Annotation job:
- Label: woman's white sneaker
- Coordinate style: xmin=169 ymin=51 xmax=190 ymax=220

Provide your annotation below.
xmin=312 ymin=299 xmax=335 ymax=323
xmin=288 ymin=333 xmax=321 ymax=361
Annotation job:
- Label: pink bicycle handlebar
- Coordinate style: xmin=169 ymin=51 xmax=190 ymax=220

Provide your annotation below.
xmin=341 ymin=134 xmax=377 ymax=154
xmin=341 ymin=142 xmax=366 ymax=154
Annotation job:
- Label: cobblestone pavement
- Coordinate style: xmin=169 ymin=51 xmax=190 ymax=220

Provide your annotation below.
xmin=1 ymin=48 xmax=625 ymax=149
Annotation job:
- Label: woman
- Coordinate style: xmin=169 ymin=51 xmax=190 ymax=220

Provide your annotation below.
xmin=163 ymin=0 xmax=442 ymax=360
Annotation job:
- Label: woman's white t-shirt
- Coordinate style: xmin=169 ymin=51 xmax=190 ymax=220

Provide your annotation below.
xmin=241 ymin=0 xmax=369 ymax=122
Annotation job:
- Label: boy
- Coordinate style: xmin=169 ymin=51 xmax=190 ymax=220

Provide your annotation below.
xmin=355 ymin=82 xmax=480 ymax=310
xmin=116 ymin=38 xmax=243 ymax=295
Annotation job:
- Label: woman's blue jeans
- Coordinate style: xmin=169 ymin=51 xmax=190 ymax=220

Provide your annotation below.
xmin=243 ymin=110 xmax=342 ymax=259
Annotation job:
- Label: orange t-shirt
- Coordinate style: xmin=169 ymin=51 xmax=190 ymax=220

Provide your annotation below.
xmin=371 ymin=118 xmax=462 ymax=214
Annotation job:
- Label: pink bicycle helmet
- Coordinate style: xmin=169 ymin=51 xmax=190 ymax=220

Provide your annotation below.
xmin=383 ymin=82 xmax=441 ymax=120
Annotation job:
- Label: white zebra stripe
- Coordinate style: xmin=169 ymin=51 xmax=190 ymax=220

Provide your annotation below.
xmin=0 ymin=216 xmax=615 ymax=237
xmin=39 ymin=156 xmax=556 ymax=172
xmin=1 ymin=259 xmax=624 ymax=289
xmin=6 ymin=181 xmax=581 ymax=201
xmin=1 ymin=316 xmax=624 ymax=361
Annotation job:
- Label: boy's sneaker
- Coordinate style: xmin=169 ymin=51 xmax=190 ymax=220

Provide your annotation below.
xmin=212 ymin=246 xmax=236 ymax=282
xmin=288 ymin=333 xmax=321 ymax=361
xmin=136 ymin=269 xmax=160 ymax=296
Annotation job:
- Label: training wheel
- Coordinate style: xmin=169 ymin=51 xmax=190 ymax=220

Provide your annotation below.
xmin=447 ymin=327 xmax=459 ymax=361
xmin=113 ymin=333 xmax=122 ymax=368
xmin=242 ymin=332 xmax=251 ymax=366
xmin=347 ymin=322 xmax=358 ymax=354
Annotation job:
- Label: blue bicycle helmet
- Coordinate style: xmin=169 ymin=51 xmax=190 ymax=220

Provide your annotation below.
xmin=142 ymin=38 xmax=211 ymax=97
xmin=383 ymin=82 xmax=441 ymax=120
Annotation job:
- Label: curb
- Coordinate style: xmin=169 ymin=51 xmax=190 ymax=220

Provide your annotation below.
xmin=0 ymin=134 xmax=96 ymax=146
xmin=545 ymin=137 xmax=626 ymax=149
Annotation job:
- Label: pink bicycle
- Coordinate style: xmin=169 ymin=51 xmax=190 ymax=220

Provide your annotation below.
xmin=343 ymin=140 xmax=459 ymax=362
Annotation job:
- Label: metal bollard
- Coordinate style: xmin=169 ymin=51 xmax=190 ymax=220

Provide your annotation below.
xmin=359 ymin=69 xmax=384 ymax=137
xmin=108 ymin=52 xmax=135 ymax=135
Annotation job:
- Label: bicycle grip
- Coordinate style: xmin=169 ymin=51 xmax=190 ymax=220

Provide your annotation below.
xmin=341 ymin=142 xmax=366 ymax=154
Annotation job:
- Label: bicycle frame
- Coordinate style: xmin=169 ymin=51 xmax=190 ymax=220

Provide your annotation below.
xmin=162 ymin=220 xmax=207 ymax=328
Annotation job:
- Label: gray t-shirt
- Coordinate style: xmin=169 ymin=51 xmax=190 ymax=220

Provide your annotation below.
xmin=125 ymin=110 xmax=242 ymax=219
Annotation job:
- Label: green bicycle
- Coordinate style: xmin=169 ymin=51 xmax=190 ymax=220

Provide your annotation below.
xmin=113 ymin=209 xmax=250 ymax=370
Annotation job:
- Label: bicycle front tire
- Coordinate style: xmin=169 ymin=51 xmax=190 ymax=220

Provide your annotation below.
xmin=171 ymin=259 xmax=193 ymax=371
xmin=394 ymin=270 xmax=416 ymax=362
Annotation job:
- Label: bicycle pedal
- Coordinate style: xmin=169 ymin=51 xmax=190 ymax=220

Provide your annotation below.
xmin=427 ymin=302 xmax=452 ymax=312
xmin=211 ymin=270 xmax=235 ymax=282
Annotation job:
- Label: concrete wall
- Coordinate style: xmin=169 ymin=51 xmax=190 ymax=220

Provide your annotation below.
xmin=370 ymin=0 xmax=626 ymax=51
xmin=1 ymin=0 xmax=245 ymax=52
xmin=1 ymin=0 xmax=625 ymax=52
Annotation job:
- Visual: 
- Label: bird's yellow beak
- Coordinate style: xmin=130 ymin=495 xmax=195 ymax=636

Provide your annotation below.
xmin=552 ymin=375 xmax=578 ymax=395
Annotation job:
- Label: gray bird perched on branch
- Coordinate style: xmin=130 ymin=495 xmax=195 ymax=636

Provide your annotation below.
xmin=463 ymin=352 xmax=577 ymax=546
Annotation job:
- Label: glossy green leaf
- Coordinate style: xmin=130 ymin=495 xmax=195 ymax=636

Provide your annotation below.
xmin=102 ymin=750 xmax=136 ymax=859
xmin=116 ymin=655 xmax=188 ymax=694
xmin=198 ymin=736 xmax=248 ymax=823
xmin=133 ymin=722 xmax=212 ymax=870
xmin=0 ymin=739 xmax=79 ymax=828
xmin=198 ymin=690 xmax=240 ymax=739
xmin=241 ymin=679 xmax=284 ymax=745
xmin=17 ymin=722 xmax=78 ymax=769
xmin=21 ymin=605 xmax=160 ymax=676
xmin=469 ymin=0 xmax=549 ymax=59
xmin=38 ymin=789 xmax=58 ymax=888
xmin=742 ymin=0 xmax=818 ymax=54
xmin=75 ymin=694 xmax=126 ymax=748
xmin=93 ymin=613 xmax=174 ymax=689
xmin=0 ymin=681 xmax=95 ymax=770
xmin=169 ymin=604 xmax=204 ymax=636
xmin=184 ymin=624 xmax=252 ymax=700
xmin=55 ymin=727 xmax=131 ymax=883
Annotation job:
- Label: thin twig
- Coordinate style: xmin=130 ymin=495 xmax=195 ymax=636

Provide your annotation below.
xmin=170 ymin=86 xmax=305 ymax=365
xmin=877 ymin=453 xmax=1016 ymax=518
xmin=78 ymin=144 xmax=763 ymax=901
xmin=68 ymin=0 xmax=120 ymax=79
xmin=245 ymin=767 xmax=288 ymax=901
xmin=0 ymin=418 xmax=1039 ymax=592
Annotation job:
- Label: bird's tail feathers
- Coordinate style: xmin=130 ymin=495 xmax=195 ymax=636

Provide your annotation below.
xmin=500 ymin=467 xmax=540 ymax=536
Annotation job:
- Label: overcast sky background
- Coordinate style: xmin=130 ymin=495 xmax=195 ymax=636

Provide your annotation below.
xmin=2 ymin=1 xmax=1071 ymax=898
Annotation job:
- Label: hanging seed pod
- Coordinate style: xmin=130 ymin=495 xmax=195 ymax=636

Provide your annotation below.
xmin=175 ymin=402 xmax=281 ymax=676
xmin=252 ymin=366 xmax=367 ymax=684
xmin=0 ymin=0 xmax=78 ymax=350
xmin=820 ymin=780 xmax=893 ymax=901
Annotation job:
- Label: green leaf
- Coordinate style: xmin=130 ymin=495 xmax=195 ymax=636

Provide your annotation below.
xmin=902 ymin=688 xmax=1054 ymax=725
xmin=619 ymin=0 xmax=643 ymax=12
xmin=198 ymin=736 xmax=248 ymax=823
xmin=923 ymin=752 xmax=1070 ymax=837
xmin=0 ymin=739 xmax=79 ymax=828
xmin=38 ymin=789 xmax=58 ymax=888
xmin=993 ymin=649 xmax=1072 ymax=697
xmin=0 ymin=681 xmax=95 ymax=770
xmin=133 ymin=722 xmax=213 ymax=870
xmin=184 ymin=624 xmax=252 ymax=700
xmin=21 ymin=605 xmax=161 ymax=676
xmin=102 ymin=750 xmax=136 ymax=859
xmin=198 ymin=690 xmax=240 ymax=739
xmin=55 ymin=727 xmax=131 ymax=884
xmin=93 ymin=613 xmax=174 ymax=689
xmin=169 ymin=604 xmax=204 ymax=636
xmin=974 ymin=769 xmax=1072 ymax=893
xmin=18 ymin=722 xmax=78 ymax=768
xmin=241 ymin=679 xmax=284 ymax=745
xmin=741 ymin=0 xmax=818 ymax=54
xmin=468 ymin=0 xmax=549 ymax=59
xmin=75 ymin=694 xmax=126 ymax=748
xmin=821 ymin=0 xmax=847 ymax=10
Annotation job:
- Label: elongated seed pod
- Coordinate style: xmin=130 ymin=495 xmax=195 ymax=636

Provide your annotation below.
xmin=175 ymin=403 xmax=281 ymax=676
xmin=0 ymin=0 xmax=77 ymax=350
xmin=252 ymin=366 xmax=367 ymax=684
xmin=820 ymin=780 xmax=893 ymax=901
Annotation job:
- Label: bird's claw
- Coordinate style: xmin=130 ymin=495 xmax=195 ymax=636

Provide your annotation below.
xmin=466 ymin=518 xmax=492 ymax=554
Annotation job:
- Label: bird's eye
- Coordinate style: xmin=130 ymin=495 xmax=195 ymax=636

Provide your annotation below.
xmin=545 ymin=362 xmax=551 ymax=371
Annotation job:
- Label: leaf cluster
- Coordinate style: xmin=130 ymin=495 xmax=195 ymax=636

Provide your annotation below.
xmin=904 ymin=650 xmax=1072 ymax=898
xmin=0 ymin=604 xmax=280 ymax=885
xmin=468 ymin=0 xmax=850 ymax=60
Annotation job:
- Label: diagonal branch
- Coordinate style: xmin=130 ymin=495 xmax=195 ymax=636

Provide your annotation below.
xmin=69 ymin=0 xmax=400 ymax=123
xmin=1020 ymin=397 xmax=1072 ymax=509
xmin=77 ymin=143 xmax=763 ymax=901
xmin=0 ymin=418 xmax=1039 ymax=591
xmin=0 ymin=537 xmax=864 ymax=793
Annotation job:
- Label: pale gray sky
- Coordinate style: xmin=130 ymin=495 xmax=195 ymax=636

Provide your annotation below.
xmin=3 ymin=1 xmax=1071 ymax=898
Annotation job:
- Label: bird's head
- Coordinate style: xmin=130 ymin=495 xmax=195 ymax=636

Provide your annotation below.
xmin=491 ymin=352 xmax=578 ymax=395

● ● ● ● ● ● ●

## Exercise
Only the lines from the beginning of the material through the line with "- Label: pink bicycle helmet" should appear in the answer, each copied exactly.

## Your response
Annotation job:
- Label: woman's white sneaker
- Coordinate style: xmin=169 ymin=51 xmax=190 ymax=220

Provide your annotation below.
xmin=312 ymin=299 xmax=335 ymax=323
xmin=288 ymin=333 xmax=321 ymax=361
Annotation job:
- Label: pink bicycle handlebar
- Coordinate style: xmin=169 ymin=51 xmax=190 ymax=220

Provide your annotation below.
xmin=341 ymin=134 xmax=377 ymax=154
xmin=341 ymin=142 xmax=366 ymax=154
Annotation job:
- Label: cobblestone pavement
- Coordinate style: xmin=169 ymin=51 xmax=190 ymax=220

Provide your annotation below.
xmin=1 ymin=48 xmax=625 ymax=149
Annotation job:
- Label: woman
- Coordinate style: xmin=169 ymin=51 xmax=190 ymax=220

Provide your annotation below.
xmin=163 ymin=0 xmax=442 ymax=360
Annotation job:
- Label: woman's white t-shirt
- Coordinate style: xmin=169 ymin=51 xmax=190 ymax=220

Provide your annotation below.
xmin=241 ymin=0 xmax=369 ymax=122
Annotation job:
- Label: boy
- Coordinate style: xmin=169 ymin=51 xmax=190 ymax=220

Provide your annotation below.
xmin=355 ymin=82 xmax=480 ymax=310
xmin=116 ymin=38 xmax=243 ymax=295
Annotation job:
- Label: woman's blue jeans
- Coordinate style: xmin=169 ymin=51 xmax=190 ymax=220

Provide your annotation below.
xmin=243 ymin=110 xmax=342 ymax=259
Annotation job:
- Label: orange t-shirt
- Coordinate style: xmin=169 ymin=51 xmax=190 ymax=220

Provide your annotation below.
xmin=371 ymin=118 xmax=462 ymax=214
Annotation job:
- Label: pink bicycle helmet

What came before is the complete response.